## REQUIREMENTS
Copy every line of the records below word for word.

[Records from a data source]
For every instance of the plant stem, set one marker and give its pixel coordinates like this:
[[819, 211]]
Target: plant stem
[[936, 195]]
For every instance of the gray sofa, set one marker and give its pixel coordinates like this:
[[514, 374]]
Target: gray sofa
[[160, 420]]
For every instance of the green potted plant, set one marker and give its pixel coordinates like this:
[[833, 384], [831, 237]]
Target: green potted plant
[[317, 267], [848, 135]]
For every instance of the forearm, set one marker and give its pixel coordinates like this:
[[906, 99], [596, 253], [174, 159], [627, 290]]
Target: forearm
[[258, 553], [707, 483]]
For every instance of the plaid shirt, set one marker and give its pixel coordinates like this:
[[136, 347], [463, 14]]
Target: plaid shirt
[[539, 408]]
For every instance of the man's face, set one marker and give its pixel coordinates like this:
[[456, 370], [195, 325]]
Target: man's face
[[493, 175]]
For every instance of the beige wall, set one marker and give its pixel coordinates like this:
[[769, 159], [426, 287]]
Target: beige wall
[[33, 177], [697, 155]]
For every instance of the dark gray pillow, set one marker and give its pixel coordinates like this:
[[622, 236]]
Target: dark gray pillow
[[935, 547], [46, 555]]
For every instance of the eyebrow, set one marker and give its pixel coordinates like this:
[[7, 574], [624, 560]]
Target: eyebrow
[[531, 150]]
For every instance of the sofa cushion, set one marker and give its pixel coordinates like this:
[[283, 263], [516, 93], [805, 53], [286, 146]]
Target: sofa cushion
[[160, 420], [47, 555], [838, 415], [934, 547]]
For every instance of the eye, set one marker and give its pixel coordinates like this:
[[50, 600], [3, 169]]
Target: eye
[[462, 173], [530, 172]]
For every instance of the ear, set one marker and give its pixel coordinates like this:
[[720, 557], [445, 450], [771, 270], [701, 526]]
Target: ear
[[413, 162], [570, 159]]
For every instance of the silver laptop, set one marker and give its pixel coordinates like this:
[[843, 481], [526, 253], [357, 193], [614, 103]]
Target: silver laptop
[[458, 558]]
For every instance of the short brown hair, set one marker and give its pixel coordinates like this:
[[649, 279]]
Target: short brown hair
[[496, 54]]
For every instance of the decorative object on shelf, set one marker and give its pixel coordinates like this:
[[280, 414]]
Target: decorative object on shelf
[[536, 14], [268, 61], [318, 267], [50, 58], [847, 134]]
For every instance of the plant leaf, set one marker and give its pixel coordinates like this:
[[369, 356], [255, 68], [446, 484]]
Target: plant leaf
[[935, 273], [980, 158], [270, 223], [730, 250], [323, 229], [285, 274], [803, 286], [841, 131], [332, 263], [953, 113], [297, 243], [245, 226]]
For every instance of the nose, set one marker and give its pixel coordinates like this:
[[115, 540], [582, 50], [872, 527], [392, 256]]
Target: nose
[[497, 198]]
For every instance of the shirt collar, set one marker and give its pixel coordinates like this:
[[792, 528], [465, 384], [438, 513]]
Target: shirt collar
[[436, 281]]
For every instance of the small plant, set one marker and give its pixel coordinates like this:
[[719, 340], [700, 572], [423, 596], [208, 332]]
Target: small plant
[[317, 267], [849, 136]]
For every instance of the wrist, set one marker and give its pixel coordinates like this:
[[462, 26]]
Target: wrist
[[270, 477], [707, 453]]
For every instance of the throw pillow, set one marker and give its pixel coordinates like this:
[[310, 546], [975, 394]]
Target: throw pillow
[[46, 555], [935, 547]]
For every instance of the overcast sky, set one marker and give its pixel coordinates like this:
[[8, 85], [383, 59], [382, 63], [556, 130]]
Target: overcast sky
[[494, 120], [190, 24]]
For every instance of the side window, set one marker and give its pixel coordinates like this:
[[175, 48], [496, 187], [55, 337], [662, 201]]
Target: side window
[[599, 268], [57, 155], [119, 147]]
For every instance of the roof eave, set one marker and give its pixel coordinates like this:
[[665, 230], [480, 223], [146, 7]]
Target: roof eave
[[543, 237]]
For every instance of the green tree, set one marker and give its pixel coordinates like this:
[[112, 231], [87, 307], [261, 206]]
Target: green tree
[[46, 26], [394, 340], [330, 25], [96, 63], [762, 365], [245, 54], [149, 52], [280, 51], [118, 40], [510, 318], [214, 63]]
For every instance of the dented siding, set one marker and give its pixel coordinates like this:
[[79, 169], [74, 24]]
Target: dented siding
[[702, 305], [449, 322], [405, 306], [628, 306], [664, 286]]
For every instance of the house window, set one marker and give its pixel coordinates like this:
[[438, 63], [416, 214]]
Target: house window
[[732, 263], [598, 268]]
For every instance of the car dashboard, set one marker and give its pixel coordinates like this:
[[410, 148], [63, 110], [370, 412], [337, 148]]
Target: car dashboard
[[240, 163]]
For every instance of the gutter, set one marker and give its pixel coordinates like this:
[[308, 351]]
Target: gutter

## THE REPLY
For every instance of the plant stem, set one marker and give its pixel coordinates like this:
[[819, 211]]
Target: plant stem
[[936, 195]]
For every instance of the gray sofa, set one marker and give its pixel coordinates like this:
[[514, 374]]
Target: gray sofa
[[160, 420]]
For every instance of the green potted plant, set one marker and give its pixel coordinates like this:
[[833, 384], [831, 237]]
Target: green potted plant
[[317, 267], [848, 135]]
For every instance of the forearm, set one marker and give its pixel coordinates like this:
[[906, 99], [596, 253], [174, 159], [627, 290]]
Target: forearm
[[258, 553], [707, 483]]
For every instance of the plaid shirt, set one marker and give its pixel coordinates like this:
[[136, 347], [463, 14]]
Target: plaid shirt
[[539, 408]]
For every instance of the man's face, set one marker and give its pixel coordinates like this:
[[456, 370], [195, 325]]
Target: man's face
[[493, 175]]
For every instance of the beige wall, set one marker and give its pixel coordinates like this:
[[769, 159], [426, 287]]
Target: beige wall
[[33, 177], [697, 155]]
For every instance of the dark gray pillow, set one marker and give its pixel coordinates like this:
[[622, 236]]
Target: dark gray pillow
[[935, 547], [46, 555]]
For every instance of the eyebrow, set one marker and give its pixel coordinates like this:
[[7, 574], [624, 560]]
Target: eyebrow
[[531, 150]]
For every instance of the sofa cushion, set one marker and give its pixel coordinates like this:
[[283, 263], [516, 93], [805, 53], [286, 146]]
Target: sofa cushion
[[160, 420], [47, 555], [838, 415], [934, 547]]
For every instance of the eye, set one marker and give its pixel coordinates like this:
[[50, 600], [3, 169]]
Target: eye
[[462, 173], [530, 172]]
For every instance of the ear, set one marker and give its pixel coordinates like this:
[[720, 557], [445, 450], [771, 270], [701, 526]]
Target: ear
[[413, 162], [570, 159]]
For every instance of the silver laptop, set one marker and give its pixel coordinates like this:
[[843, 481], [526, 253], [357, 193], [614, 103]]
Target: silver laptop
[[458, 558]]
For every instance of the short brown hair, set one marker and give its pixel coordinates like this:
[[649, 279]]
Target: short brown hair
[[496, 54]]
For every instance of the decorative object on shelf, set one marker and give its pixel coordinates like this:
[[280, 414]]
Target: decorative object on shelf
[[536, 14], [268, 61], [318, 267], [50, 58], [847, 134]]
For every instance of the plant leaf, set one marker and give its pixel coordinates like this:
[[369, 356], [255, 68], [446, 484]]
Target: plant leaf
[[935, 273], [980, 158], [270, 223], [730, 250], [323, 229], [285, 274], [803, 286], [841, 131], [332, 263], [953, 113], [297, 243], [245, 226]]
For every instance of the nose, set one marker and give its pixel coordinates like this:
[[115, 540], [582, 50], [872, 527], [392, 256]]
Target: nose
[[497, 198]]
For every instance of the shirt collar, set one marker and give its pixel coordinates like this:
[[792, 528], [465, 384], [438, 513]]
Target: shirt collar
[[436, 281]]
For every instance of the small plant, set one marker and give its pixel coordinates like this:
[[719, 340], [700, 572], [423, 596], [208, 332]]
Target: small plant
[[317, 267], [849, 136]]
For every instance of the wrist, set one marker and give its pixel coordinates like this:
[[462, 26]]
Target: wrist
[[270, 477], [707, 453]]
For every instance of the throw pillow, set one marker and give its pixel coordinates like this:
[[310, 546], [975, 394]]
Target: throw pillow
[[46, 555], [935, 547]]
For every instance of the overcast sky, set one marker and give its pixel coordinates like this:
[[8, 85], [383, 59], [382, 63], [556, 130]]
Target: overcast sky
[[494, 120], [190, 24]]
For every instance of the side window, set one marker and give its pixel coordinates like this:
[[175, 48], [496, 187], [55, 337], [662, 201]]
Target: side window
[[599, 268], [57, 155], [119, 147]]
For every instance of the roof eave, set one marker and give its pixel coordinates like this:
[[665, 230], [480, 223], [146, 7]]
Target: roof eave
[[543, 237]]
For every instance of the green tree, set one marker and give its pixel coordinates like this:
[[112, 231], [87, 307], [261, 206]]
Target: green tree
[[46, 26], [394, 340], [330, 25], [96, 63], [762, 365], [245, 54], [149, 52], [280, 51], [118, 40], [510, 318], [214, 63]]
For every instance of the dented siding, set one marker and give its pixel coordinates like this:
[[79, 169], [74, 24]]
Target: dented siding
[[702, 305], [449, 322], [405, 306], [628, 306], [664, 286]]
For every instance of the house window, set one marker and give its pixel coordinates like this:
[[438, 63], [416, 214]]
Target: house window
[[732, 263], [598, 268]]
For every instance of the car dashboard, set one marker and give its pixel coordinates like this:
[[410, 148], [63, 110], [370, 412], [337, 148]]
Target: car dashboard
[[240, 163]]
For every instance of the gutter, set one marker and give its pixel coordinates like this:
[[308, 351]]
Target: gutter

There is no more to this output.